Send each entry back exactly as given, pictures excluded.

-- BEGIN Raw data --

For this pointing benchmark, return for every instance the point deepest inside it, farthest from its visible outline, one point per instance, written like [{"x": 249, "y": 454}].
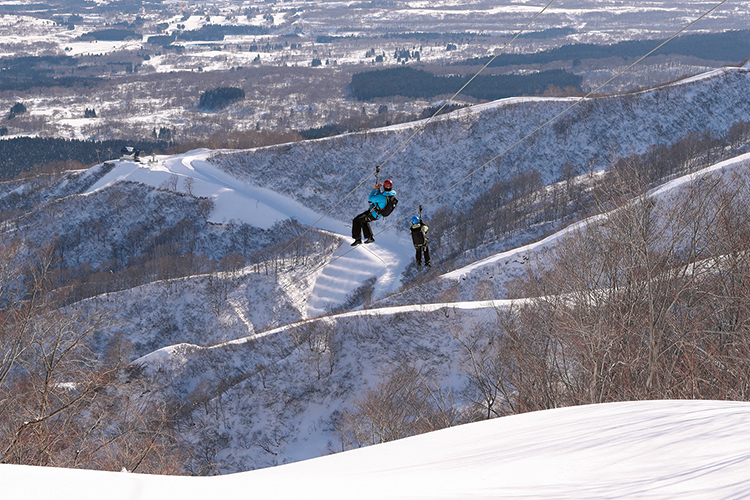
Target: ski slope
[
  {"x": 510, "y": 263},
  {"x": 236, "y": 199},
  {"x": 691, "y": 450}
]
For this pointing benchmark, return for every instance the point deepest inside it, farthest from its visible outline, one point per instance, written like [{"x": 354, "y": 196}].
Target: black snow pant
[
  {"x": 361, "y": 226},
  {"x": 420, "y": 250}
]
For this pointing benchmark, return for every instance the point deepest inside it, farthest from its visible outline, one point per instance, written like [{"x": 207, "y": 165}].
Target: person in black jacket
[{"x": 419, "y": 238}]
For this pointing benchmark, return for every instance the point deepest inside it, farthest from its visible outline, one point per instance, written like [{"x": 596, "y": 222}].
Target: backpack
[{"x": 390, "y": 205}]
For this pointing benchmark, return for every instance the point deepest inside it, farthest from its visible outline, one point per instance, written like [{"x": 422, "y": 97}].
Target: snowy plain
[
  {"x": 659, "y": 449},
  {"x": 656, "y": 450}
]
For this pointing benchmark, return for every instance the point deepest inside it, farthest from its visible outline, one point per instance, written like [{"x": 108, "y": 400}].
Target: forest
[
  {"x": 730, "y": 46},
  {"x": 410, "y": 82},
  {"x": 25, "y": 154}
]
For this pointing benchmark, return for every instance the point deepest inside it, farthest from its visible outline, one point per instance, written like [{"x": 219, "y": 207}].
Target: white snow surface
[{"x": 647, "y": 450}]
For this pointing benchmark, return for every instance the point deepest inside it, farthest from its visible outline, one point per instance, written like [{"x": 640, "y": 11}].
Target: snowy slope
[
  {"x": 240, "y": 200},
  {"x": 505, "y": 266},
  {"x": 650, "y": 450}
]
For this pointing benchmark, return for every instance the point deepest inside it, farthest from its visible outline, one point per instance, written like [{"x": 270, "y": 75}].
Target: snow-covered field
[{"x": 656, "y": 450}]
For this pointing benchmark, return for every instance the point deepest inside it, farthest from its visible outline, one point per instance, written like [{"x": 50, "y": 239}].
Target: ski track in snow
[{"x": 236, "y": 200}]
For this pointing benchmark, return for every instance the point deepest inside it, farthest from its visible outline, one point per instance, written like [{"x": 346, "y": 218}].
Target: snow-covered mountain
[
  {"x": 655, "y": 450},
  {"x": 289, "y": 368}
]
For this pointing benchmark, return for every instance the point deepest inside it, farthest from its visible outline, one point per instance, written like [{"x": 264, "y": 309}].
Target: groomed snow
[{"x": 647, "y": 450}]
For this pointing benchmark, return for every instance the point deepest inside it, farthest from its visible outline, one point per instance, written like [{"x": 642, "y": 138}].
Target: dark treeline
[
  {"x": 26, "y": 154},
  {"x": 22, "y": 73},
  {"x": 410, "y": 82},
  {"x": 221, "y": 97},
  {"x": 729, "y": 46},
  {"x": 111, "y": 34},
  {"x": 523, "y": 201},
  {"x": 215, "y": 32}
]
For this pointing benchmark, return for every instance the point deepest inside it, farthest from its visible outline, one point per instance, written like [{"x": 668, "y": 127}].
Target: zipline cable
[
  {"x": 560, "y": 113},
  {"x": 419, "y": 130},
  {"x": 548, "y": 121}
]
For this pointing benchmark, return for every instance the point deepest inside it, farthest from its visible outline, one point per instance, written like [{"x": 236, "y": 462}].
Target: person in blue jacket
[{"x": 378, "y": 201}]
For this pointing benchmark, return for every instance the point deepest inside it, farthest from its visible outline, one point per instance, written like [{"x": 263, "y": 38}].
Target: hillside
[
  {"x": 266, "y": 342},
  {"x": 655, "y": 450}
]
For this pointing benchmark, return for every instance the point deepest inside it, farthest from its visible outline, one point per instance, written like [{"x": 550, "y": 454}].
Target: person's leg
[
  {"x": 357, "y": 225},
  {"x": 366, "y": 229}
]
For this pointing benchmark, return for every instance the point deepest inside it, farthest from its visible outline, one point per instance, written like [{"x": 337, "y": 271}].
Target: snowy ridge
[
  {"x": 653, "y": 450},
  {"x": 509, "y": 264}
]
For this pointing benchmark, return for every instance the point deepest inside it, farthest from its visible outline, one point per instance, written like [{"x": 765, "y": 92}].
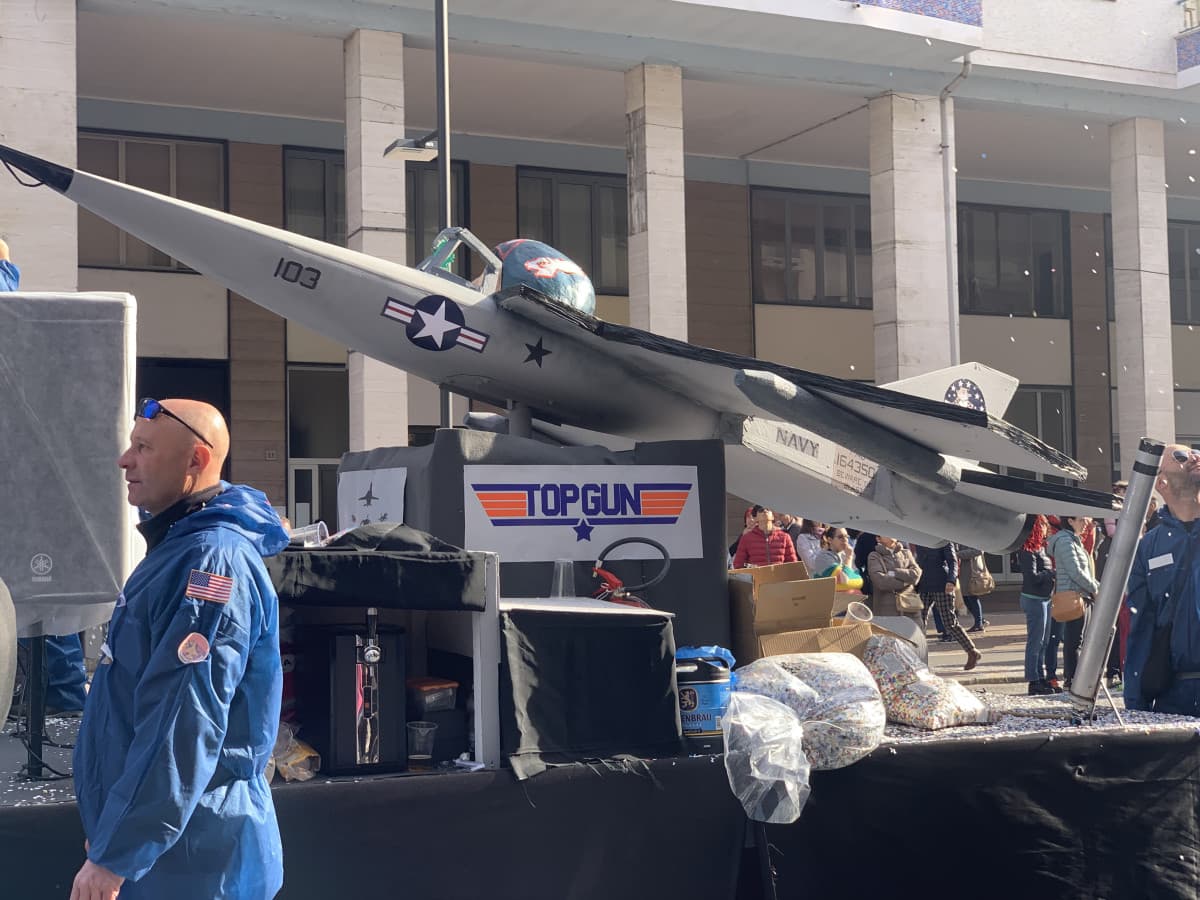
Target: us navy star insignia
[{"x": 537, "y": 353}]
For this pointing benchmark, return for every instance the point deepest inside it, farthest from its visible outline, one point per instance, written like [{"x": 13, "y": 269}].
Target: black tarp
[
  {"x": 1075, "y": 816},
  {"x": 1086, "y": 815},
  {"x": 384, "y": 565},
  {"x": 586, "y": 685},
  {"x": 651, "y": 831}
]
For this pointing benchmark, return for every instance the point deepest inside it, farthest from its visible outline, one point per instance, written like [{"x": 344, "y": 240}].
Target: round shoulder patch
[{"x": 193, "y": 648}]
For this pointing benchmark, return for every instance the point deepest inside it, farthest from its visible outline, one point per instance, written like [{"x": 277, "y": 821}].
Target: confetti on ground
[{"x": 1023, "y": 715}]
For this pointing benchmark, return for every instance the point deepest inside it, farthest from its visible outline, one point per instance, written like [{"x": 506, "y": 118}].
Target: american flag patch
[{"x": 207, "y": 586}]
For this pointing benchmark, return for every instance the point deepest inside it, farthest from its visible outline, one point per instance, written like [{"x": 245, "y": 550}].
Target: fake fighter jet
[{"x": 883, "y": 460}]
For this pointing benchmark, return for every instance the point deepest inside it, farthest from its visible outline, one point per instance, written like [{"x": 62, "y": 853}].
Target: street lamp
[
  {"x": 413, "y": 149},
  {"x": 436, "y": 143}
]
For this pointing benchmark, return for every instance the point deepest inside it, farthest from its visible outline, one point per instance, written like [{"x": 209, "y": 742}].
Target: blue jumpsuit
[
  {"x": 1164, "y": 559},
  {"x": 169, "y": 760},
  {"x": 10, "y": 276}
]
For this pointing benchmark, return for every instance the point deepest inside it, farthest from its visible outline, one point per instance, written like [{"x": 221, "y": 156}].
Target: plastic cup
[
  {"x": 420, "y": 745},
  {"x": 311, "y": 535},
  {"x": 857, "y": 612},
  {"x": 563, "y": 583}
]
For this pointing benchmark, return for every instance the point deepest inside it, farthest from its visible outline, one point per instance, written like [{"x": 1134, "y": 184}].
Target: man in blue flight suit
[
  {"x": 10, "y": 275},
  {"x": 184, "y": 709},
  {"x": 1164, "y": 586}
]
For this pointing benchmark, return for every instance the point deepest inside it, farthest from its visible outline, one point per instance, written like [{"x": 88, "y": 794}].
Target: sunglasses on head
[{"x": 149, "y": 408}]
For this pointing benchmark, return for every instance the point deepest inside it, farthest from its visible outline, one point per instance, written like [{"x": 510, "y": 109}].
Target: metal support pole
[
  {"x": 444, "y": 198},
  {"x": 1103, "y": 625},
  {"x": 35, "y": 688}
]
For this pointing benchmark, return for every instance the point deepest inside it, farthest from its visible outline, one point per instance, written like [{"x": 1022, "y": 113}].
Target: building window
[
  {"x": 810, "y": 249},
  {"x": 421, "y": 180},
  {"x": 585, "y": 216},
  {"x": 1183, "y": 263},
  {"x": 318, "y": 435},
  {"x": 315, "y": 199},
  {"x": 1012, "y": 262},
  {"x": 1110, "y": 286},
  {"x": 315, "y": 195},
  {"x": 192, "y": 171}
]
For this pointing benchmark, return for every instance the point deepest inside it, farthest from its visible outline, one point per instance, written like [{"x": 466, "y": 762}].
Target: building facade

-- END Raw data --

- _Complete response_:
For this pointing benchmark, return for every instance the point deepest inside it, farthest from its visible outline, one point per instance, written like [{"x": 249, "y": 454}].
Target: ski slope
[
  {"x": 510, "y": 263},
  {"x": 236, "y": 199},
  {"x": 691, "y": 450}
]
For this pointing benchmark, return for every instance the point deepest inside it, farthest from its visible outline, one point per instance, written like [{"x": 354, "y": 196}].
Target: black snow pant
[
  {"x": 361, "y": 226},
  {"x": 420, "y": 250}
]
For this pointing benchmark, return for every instance the point deepest inside it, farthest from its visible outline, one point per instance, written like [{"x": 207, "y": 165}].
Target: person in black jacket
[{"x": 419, "y": 238}]
For this pointing benchmark, return for every instance the point deepest inside it, farthest from its visible outline, one point per instance, written like [{"x": 596, "y": 222}].
Target: backpack
[{"x": 390, "y": 205}]
For this pointing benchmark, return for every instance the point deepest inside it, farthest from its visible outline, one point per instance, written like [{"x": 422, "y": 97}].
Target: snowy plain
[
  {"x": 659, "y": 449},
  {"x": 656, "y": 450}
]
For this pointing benchmark, return for every instance the point deepest inside it, farthest from its visible outline, one point per instance, written like [{"x": 108, "y": 400}].
Target: forest
[
  {"x": 730, "y": 46},
  {"x": 410, "y": 82},
  {"x": 25, "y": 154}
]
For this pointing benchmark, return for every instance the point deepest inside it, farthest from its visible outline, one point per instance, written like [{"x": 219, "y": 207}].
Target: white snow surface
[{"x": 647, "y": 450}]
For this pointing benchmark, return for every instance the point deepest inside it, farthest from its visible outline, one point per instance, written like [{"x": 640, "y": 11}].
Target: snowy slope
[
  {"x": 240, "y": 200},
  {"x": 505, "y": 266},
  {"x": 650, "y": 450}
]
For this pointing benchmark, return for every instance the point deepest inside it, farthest from its visible outline, one point per instance, written like [{"x": 270, "y": 75}].
Target: snow-covered field
[{"x": 656, "y": 450}]
For this pointing benchmark, return for every instance the point deepest inside it, farthest from its visible outline, one point per instance, written like [{"x": 50, "y": 239}].
Target: ski track in snow
[{"x": 236, "y": 200}]
For this pointing benchmark, return for every instance the point deepest inside it, farthest from its visible outline, one point per instance, written like [{"x": 346, "y": 218}].
Target: snow-covered mountain
[
  {"x": 655, "y": 450},
  {"x": 289, "y": 368}
]
For this pointing benchmark, return for every instance the point deepest inside it, farthest from its visible outline, one point per instance, written like [{"x": 264, "y": 309}].
Target: groomed snow
[{"x": 647, "y": 450}]
For this pointing benchmark, return for every instance the point deepest inside it, farthest from its visible outline, one point per instance, written like [{"x": 642, "y": 138}].
Target: dark treeline
[
  {"x": 26, "y": 154},
  {"x": 22, "y": 73},
  {"x": 410, "y": 82},
  {"x": 221, "y": 97},
  {"x": 729, "y": 46},
  {"x": 111, "y": 34},
  {"x": 523, "y": 201},
  {"x": 215, "y": 32}
]
For this pointing benchmark, return for every instance the point deepest inside it, farthest from its visible outline, one point per instance, written like [{"x": 668, "y": 127}].
Target: zipline cable
[
  {"x": 560, "y": 113},
  {"x": 419, "y": 130},
  {"x": 548, "y": 121}
]
For this pointing benchmark, return for every instance the point deepest inside it, farthest from its visible outline, one point per instance, written like [{"x": 236, "y": 462}].
Target: person in blue jacket
[{"x": 378, "y": 201}]
For this pointing benchmark, return for every instance the point deepest inside it, farthest from its visible outline, one point per instance, written like [{"x": 263, "y": 38}].
Target: hillside
[
  {"x": 266, "y": 342},
  {"x": 655, "y": 450}
]
For this pointing benchmark, return for every instance the point deepest inside it, farthest from its visible outline, one point per instance, written like [{"x": 550, "y": 454}].
Target: person's leg
[
  {"x": 357, "y": 225},
  {"x": 366, "y": 229}
]
For this pointing benchmark, return for every instance the point deepest inside it, farthest from its visible outline, one point per instance, written like [{"x": 337, "y": 271}].
Target: snowy ridge
[
  {"x": 653, "y": 450},
  {"x": 509, "y": 264}
]
For this pointing benchmark, return for every instance the point deepest inside it, farthest from its visible outline, one point per instance, written like [{"x": 765, "y": 92}].
Target: us navy star insignia
[{"x": 537, "y": 353}]
For this pointing benchmark, return for every instance the point deepest inside it, farthest from its visible outline, one point per instance, written like [{"x": 13, "y": 269}].
Target: black tarp
[
  {"x": 1075, "y": 816},
  {"x": 1086, "y": 815},
  {"x": 384, "y": 565},
  {"x": 586, "y": 685},
  {"x": 651, "y": 831}
]
For this pointing benchmark, return for every instance the point deepest inside it, farthest from its visible outline, one point per instance, written like [{"x": 344, "y": 240}].
Target: round shoulder patch
[{"x": 193, "y": 648}]
For this pointing benchmark, return for every instance the point deepest inside it, farthest from its visible outline, one point per instance, written like [{"x": 277, "y": 821}].
Target: confetti on ground
[{"x": 1023, "y": 715}]
For this pointing benchmark, return for every instance the point deepest inside it, farthest from its visible outline, one point per instance, written like [{"x": 506, "y": 118}].
Target: american flag patch
[{"x": 207, "y": 586}]
For this pointing benchmark, return for every instance the point deepest inside it, farthest from its visible outline, one point per instance, written like [{"x": 245, "y": 550}].
Target: fake fighter jet
[{"x": 883, "y": 460}]
For this pointing benchmark, return for every instance the point deepest inside it, farthest from its visible outline, one point per instance, written like [{"x": 62, "y": 853}].
Target: street lamp
[
  {"x": 413, "y": 149},
  {"x": 436, "y": 143}
]
For this pointing benchmark, return for every instance the point deepest inside it, farthest from its visible outline, one point per instance, written like [{"x": 209, "y": 742}].
Target: blue jumpsuit
[
  {"x": 1164, "y": 559},
  {"x": 169, "y": 760},
  {"x": 10, "y": 276}
]
For this pointing benchmark, return for every instance the point deepest inside it, farthest from its visible outline, one point per instance, written like [{"x": 221, "y": 156}].
Target: plastic cup
[
  {"x": 420, "y": 745},
  {"x": 311, "y": 535},
  {"x": 857, "y": 612},
  {"x": 563, "y": 583}
]
For this pointing benchmark, return for every instance the point deepest inside it, farthest from its visible outline, one point per instance, written like [{"x": 1134, "y": 184}].
Target: man in blue flight suit
[
  {"x": 10, "y": 275},
  {"x": 184, "y": 709},
  {"x": 1164, "y": 586}
]
For this pointing benchmark, return for every instance the point deepest inside it, farthest from its visible outline, one point per instance, written like [{"x": 88, "y": 794}].
Target: sunglasses on head
[{"x": 149, "y": 408}]
For this pointing benchmark, return for every instance the point deepest inside it, farthest from its visible outline, one point per instance, written like [{"x": 510, "y": 109}].
Target: metal support pole
[
  {"x": 444, "y": 198},
  {"x": 1103, "y": 625},
  {"x": 35, "y": 688}
]
For this pointing benchmark, return for every instance the point deepest inside it, farthest from its visible outline, one point per instance, written like [{"x": 1022, "y": 113}].
Target: building window
[
  {"x": 810, "y": 249},
  {"x": 421, "y": 180},
  {"x": 585, "y": 216},
  {"x": 1183, "y": 263},
  {"x": 318, "y": 435},
  {"x": 315, "y": 199},
  {"x": 1012, "y": 262},
  {"x": 1110, "y": 286},
  {"x": 315, "y": 195},
  {"x": 192, "y": 171}
]
For this pointing benchmark, return for every instance the point deepest inside it, farthest from its visible outline, one point per instance, written like [{"x": 466, "y": 762}].
Target: building facade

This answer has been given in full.